ZITIERTER AUSZUG ▸
________

Also wenn ich dem Link ein s anhänge geht dass ganze ohne nicht. Bei vielen News geht es aber bei einigen wie den genannten nicht.
Kann sowas an der Datenbank liegen? Oder ne andere idee?

Mir ist gerade noch aufgefallen, dass ich den Zusatz am Ende setzten muss also dass "s" woanders geht es nicht.

mfg

Sebastian


----------



## Tyg3r (26. September 2007)

Hm,

würde den rewrite mal sicherheitshalber so schreiben:
RewriteRule ^news/([a-zA-Z0-9-]+)/([0-9]+)\.html$ content/news.php?id=$2&title=$1 [NC,L]
wobei das nicht das Problem beheben wird...

Was meinst Du mit "Link geht nicht"?
404 Seite?
oder falsches Ergebnis aus DB?

Gib doch mal in news.php dein $_GET vars aus:
print_r($_GET);

Vielleicht hilft das ja weiter 

Gruß tyg3r


----------



## piti66 (26. September 2007)

________

AUFGABENSTELLUNG ▸
Gib den zitierten Auszug von „Also wenn ich“ bis „geht es nicht.“, beide Stellen eingeschlossen, noch einmal wieder. Aktualisiere ihn dabei, indem du „Datenbank“ durch „Serverkonfiguration“ ersetzt.

[Gespeicherte Dateneinträge]
________

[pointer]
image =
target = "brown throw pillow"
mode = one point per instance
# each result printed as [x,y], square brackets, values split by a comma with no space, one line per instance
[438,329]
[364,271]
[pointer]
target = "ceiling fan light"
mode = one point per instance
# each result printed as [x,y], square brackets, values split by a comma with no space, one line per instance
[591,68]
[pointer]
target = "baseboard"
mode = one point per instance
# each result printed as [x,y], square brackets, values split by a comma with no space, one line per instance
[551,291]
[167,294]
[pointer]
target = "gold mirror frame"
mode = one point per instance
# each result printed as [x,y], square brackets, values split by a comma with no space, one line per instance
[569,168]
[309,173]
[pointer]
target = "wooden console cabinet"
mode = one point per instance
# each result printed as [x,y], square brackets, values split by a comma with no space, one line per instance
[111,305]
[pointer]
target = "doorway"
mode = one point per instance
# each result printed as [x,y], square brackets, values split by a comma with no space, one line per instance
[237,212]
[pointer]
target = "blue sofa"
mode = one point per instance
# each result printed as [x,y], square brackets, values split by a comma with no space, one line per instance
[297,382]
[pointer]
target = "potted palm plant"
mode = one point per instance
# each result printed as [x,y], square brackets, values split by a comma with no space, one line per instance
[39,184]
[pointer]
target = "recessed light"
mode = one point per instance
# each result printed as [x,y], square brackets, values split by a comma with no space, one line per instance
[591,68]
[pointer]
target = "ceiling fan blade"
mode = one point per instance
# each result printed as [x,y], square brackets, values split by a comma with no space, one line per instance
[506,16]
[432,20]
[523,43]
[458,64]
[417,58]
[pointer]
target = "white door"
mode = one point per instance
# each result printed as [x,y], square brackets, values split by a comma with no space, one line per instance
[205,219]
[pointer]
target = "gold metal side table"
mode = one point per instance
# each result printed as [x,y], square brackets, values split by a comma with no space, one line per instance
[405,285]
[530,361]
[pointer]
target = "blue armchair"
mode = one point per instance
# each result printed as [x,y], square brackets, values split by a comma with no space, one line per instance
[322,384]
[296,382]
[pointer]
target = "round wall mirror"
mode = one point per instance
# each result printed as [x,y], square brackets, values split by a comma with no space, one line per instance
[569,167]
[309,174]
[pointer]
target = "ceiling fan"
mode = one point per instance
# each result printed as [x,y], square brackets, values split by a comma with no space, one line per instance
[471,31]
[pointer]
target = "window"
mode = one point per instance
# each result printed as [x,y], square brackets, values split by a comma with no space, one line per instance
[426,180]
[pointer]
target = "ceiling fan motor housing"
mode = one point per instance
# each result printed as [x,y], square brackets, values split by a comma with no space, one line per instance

________

LÖSUNG ZUR AUFGABE ▸
Also wenn ich dem Link ein s anhänge geht dass ganze ohne nicht. Bei vielen News geht es aber bei einigen wie den genannten nicht.
Kann sowas an der Serverkonfiguration liegen? Oder ne andere idee?

Mir ist gerade noch aufgefallen, dass ich den Zusatz am Ende setzten muss also dass "s" woanders geht es nicht.